**Activity**:
Can you transcribe every entry word for word, skipping the images?
=== Begin Enclosure ===
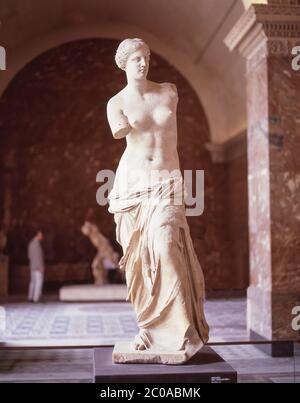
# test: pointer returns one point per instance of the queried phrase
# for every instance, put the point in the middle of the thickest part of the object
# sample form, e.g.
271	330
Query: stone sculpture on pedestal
164	278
=== End Enclosure ===
**Output of the exercise**:
# test: pointer returns one point per instance of the queried phrase
# for every instance, put the point in the middle of the thickest part of the object
# sample form, e.g.
271	330
Query: stone sculpture on pedestal
164	278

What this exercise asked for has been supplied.